§ Excerpt from a dataset

• • •

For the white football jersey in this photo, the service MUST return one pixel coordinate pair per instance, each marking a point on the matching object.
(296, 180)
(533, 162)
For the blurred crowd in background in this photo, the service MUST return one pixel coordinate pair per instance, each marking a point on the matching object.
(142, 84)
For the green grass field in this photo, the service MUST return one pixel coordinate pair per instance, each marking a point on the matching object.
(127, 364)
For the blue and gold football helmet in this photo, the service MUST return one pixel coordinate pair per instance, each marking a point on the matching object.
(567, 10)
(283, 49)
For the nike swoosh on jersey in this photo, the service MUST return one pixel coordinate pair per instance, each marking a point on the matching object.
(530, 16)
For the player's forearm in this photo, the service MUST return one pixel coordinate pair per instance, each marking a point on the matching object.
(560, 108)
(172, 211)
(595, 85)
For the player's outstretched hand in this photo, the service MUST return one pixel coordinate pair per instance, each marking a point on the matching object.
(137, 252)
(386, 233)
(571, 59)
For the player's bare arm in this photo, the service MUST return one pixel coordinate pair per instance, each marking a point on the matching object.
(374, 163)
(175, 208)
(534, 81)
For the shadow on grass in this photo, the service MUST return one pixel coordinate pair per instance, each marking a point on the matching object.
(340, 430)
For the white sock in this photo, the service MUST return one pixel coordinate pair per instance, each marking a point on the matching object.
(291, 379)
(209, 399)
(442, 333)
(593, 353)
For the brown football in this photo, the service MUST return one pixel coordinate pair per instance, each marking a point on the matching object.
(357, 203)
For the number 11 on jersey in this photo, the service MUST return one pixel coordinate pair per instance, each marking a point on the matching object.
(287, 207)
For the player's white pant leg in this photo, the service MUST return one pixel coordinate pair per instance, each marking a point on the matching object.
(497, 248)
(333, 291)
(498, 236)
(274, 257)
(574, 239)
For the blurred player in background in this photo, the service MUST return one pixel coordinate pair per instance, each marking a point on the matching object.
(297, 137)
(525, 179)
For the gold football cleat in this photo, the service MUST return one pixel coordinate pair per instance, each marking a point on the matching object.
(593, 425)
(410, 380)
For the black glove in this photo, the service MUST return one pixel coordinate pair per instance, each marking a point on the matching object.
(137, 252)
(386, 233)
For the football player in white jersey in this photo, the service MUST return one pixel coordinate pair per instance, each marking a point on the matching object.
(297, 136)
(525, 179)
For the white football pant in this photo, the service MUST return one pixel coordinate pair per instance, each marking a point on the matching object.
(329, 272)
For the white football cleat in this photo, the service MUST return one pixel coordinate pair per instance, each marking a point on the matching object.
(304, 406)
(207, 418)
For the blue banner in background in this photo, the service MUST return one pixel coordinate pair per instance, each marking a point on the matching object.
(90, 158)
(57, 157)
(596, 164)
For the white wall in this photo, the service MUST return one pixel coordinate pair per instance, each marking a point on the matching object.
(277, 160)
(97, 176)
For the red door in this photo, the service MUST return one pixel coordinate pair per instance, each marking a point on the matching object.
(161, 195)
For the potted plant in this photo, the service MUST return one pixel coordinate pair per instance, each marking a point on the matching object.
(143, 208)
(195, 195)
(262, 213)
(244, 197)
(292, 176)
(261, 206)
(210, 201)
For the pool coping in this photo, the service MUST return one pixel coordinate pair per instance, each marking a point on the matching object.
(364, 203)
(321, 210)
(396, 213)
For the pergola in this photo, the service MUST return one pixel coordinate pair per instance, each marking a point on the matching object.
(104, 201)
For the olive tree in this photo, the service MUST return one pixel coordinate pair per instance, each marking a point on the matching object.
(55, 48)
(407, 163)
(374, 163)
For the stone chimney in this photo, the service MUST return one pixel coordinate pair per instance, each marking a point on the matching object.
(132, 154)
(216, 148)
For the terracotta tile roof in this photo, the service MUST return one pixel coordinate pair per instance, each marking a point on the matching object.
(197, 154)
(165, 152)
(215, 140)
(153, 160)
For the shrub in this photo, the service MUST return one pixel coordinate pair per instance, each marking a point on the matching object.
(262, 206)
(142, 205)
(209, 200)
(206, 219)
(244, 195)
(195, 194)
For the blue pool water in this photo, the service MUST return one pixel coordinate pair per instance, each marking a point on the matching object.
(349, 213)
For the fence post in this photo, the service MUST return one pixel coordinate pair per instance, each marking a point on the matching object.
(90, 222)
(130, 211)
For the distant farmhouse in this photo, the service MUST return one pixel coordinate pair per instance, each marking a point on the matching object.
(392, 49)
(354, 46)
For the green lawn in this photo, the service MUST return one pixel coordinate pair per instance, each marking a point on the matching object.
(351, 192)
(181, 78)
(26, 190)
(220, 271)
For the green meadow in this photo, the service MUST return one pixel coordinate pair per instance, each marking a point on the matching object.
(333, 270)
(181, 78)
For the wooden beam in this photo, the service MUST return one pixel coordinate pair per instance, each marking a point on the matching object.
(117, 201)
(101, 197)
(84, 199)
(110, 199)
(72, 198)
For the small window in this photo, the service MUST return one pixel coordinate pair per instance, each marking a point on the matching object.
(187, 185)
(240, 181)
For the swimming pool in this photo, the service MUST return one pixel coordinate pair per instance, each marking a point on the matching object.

• • •

Scale up the part of the listing running from the line holding "For the olive" through the end of the listing, both ends included. Write out each of those lines again, the requests too, with every point coordinate multiplied by 2.1 and rounded to a whole number, halves up.

For the olive tree in this photo, the service MUST return one pixel coordinate pair per instance, each marking a point on the matching object.
(116, 101)
(855, 342)
(785, 342)
For the stone chimney in this photo, the service MUST return one pixel coordinate pair per instance, each marking a point on the matching object.
(277, 323)
(454, 311)
For the terracotta tile roof in this photo, the service MUST return one pixel coordinate pair per instance, each marking a point on the matching object.
(414, 323)
(347, 319)
(452, 294)
(321, 336)
For the shrub in this photo, the service MUST return one pixel coordinate pair per instance, each marking a point on the matching object.
(550, 433)
(298, 431)
(439, 420)
(433, 460)
(512, 410)
(410, 407)
For the blue pool water in this photo, the service MUST return one pixel coordinate pair per instance, each marking a point on the matching object.
(733, 447)
For the fence post in this photo, the service MUST return one pixel coordinate pair per instance, each marking a point on the matching object.
(189, 466)
(273, 443)
For the distant farmhouse in this photo, the service MUST return one pixel coordinate pair per instance, each marking a point on the matching object.
(823, 103)
(743, 97)
For the green lawn in this photo, the service MUST return one pixel coordinate pair per instance, each marking a point on the matching object.
(737, 403)
(380, 164)
(55, 399)
(462, 569)
For the green meadow in this photo, the service MUST return one pixel coordinate pair per instance, each marking a point on the matching object.
(699, 567)
(380, 164)
For the wooden beam in this photo, the service MUST return one pixel coordinate pair per instance, each marking a point on the matching object.
(246, 422)
(212, 414)
(176, 418)
(231, 418)
(151, 416)
For the small window in this photo, the service MUST return one pixel coordinate pair per instance, each marking a point on the matching object.
(393, 389)
(504, 380)
For the swimming pool in this photo, the service MUST return one pixel coordinate pair per instance, each marking a point on the matching object.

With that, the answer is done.